**INSTRUCTION**
Begin at the line that contains "Curation task — class label: brown" and stop at the end of the records. Rewrite those lines, requests included, with every bounding box coordinate in the answers increased by 103.

[start of SUPPLIED RECORDS]

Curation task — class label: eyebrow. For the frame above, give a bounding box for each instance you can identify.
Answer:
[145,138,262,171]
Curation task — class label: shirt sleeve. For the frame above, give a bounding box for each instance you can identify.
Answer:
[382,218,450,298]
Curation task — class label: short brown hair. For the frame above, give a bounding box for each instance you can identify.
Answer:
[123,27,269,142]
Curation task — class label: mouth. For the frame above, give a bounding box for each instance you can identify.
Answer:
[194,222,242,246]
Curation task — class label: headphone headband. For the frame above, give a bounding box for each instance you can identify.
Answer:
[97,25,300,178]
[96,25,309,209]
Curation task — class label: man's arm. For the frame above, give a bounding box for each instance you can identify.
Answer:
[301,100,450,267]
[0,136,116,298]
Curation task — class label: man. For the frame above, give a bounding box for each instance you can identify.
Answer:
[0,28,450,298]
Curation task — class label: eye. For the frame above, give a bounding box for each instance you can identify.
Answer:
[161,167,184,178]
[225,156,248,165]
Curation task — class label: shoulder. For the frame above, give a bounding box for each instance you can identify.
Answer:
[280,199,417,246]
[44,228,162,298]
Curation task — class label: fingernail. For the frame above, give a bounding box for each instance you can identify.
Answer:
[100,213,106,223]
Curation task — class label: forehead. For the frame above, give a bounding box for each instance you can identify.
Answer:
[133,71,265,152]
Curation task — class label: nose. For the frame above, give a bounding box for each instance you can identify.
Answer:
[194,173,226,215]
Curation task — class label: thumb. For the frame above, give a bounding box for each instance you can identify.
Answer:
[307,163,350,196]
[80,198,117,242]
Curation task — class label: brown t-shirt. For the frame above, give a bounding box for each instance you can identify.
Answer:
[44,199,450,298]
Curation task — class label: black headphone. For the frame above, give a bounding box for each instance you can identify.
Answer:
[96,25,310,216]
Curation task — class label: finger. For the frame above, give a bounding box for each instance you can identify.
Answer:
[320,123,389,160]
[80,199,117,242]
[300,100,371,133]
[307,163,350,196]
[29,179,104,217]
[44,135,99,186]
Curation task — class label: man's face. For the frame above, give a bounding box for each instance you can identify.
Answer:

[end of SUPPLIED RECORDS]

**RESULT**
Curation task — class label: brown t-shirt. For the frame above, give a bounding box for each instance you can identify.
Answer:
[147,302,553,401]
Curation task — class label: black headphone. For the frame above, give a bounding box for each instance you can identify.
Answer:
[199,128,413,319]
Curation task — class label: finger. For the frame above, give a bounding box for each instance you can identify.
Answer:
[423,226,492,263]
[183,302,220,345]
[403,203,474,236]
[410,266,453,299]
[132,282,207,320]
[147,238,202,289]
Curation task — class label: man's face. For the frame above, give a bounding box for each instance you can identify.
Answer:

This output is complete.